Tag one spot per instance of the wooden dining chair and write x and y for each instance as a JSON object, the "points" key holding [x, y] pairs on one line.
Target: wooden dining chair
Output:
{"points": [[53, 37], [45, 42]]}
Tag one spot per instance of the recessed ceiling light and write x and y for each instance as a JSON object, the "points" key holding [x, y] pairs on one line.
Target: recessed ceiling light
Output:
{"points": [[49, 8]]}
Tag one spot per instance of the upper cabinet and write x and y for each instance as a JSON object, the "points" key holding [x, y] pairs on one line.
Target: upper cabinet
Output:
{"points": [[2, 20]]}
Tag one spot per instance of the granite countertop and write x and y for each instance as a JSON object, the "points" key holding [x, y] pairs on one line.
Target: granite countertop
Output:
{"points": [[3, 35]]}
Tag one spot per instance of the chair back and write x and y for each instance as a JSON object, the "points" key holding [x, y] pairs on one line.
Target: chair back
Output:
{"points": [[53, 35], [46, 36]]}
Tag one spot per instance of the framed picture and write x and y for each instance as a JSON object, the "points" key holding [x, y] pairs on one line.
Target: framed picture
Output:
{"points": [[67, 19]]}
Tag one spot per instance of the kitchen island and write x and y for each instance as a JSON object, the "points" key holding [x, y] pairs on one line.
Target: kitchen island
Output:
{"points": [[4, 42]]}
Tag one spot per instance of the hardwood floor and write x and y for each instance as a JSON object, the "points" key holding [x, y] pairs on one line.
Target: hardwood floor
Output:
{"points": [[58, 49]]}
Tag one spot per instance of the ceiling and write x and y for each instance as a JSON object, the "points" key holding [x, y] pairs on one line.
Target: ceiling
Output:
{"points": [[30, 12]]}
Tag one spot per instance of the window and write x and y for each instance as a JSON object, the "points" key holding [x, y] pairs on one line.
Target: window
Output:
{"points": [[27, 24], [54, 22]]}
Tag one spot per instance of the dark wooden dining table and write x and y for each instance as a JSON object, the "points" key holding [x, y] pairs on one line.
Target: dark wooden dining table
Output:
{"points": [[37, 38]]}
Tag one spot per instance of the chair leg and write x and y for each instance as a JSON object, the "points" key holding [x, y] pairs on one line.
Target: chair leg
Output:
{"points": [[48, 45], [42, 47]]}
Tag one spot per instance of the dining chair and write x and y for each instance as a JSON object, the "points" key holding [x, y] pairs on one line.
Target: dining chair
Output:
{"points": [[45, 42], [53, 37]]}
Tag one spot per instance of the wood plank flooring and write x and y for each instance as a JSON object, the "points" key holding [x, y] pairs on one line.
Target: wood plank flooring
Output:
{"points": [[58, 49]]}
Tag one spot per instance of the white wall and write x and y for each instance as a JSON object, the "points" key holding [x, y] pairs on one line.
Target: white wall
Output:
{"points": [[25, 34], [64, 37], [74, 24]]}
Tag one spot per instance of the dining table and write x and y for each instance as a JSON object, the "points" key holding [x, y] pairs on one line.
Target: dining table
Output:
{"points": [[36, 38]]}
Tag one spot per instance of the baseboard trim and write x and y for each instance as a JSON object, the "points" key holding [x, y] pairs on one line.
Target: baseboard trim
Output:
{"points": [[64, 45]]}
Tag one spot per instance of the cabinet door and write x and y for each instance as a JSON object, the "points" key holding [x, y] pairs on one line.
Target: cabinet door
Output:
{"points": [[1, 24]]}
· · · ·
* Exercise details
Extract every line of the listing above, from first to last, and reproduce each one unchanged.

* Solution to the exercise
Tag one spot per instance of the wooden dining chair and write x and y for each instance as a JSON object, the "points" key holding [x, y] pairs on one line.
Target: wooden dining chair
Output:
{"points": [[53, 37], [45, 42]]}
Tag one spot per instance of the recessed ceiling light and write x and y for each instance as a JSON object, the "points" key holding [x, y] pairs on one line.
Target: recessed ceiling light
Output:
{"points": [[49, 8]]}
Tag one spot per instance of the upper cabinet and write x and y for each instance as a JSON object, the "points" key holding [x, y] pairs on one line.
Target: upper cabinet
Output:
{"points": [[2, 20]]}
Tag one spot per instance of the granite countertop and write x and y for each instance as a JSON object, the "points" key holding [x, y] pairs on one line.
Target: granite countertop
Output:
{"points": [[3, 35]]}
Tag one spot per instance of the chair back and write x and y for each instance as a JSON object, the "points" key holding [x, y] pairs on one line.
Target: chair back
Output:
{"points": [[53, 35], [46, 36]]}
Tag one spot per instance of the framed picture and write x and y for each instance as a JSON object, the "points" key holding [x, y] pairs on one line.
Target: framed picture
Output:
{"points": [[67, 19]]}
Tag one spot per instance of the kitchen island and write x and y for each instance as a JSON object, the "points" key holding [x, y] pairs on one line.
Target: kitchen island
Output:
{"points": [[4, 42]]}
Tag one spot per instance of the hardwood floor and write x and y for each instance as a JSON object, the "points" key holding [x, y] pairs on one line.
Target: hardwood floor
Output:
{"points": [[58, 49]]}
Tag one spot per instance of the ceiling and write x and y for each instance as a JSON object, the "points" key holding [x, y] pairs on one line.
Target: ceiling
Output:
{"points": [[30, 12]]}
Tag one spot per instance of the window and write x and y for each instance as a JSON object, the "points" key holding [x, y] pairs on one line.
Target: window
Output:
{"points": [[27, 24], [54, 22]]}
Tag one spot per instance of the dark wooden dining table and write x and y for each instance as a JSON object, the "points" key holding [x, y] pairs on one line.
Target: dark wooden dining table
Output:
{"points": [[37, 38]]}
Tag one spot per instance of the chair leg and write x and y for each instance as a JSON object, the "points" key holding [x, y] pairs on one line.
Target: chair leg
Output:
{"points": [[48, 45], [42, 47]]}
Tag one spot per instance of the dining chair and write x and y for each instance as a JSON object, the "points" key holding [x, y] pairs on one line.
Target: dining chair
Output:
{"points": [[45, 42], [53, 37]]}
Tag one spot per instance of the wood plank flooring and write x and y for each instance as a JSON object, the "points" key holding [x, y] pairs on one line.
Target: wood plank flooring
Output:
{"points": [[58, 49]]}
Tag one spot per instance of the white wall and write x and y for each instance as a JSON object, the "points" key holding [x, y] pairs on one line.
Target: white wall
Output:
{"points": [[25, 34], [64, 37], [74, 24]]}
Tag one spot per instance of the dining table and write x and y for each instance as a JSON object, the "points" key holding [x, y] pairs on one line.
Target: dining table
Output:
{"points": [[36, 38]]}
Tag one spot per instance of the baseboard trim and write x and y for each instance as a JSON object, the "points" key holding [x, y] pairs on one line.
Target: baseboard trim
Output:
{"points": [[64, 45]]}
Tag one spot per instance of the cabinet door and write x and y for each instance as a JSON object, the "points" key holding [x, y] pairs on one line.
Target: cabinet door
Output:
{"points": [[1, 24]]}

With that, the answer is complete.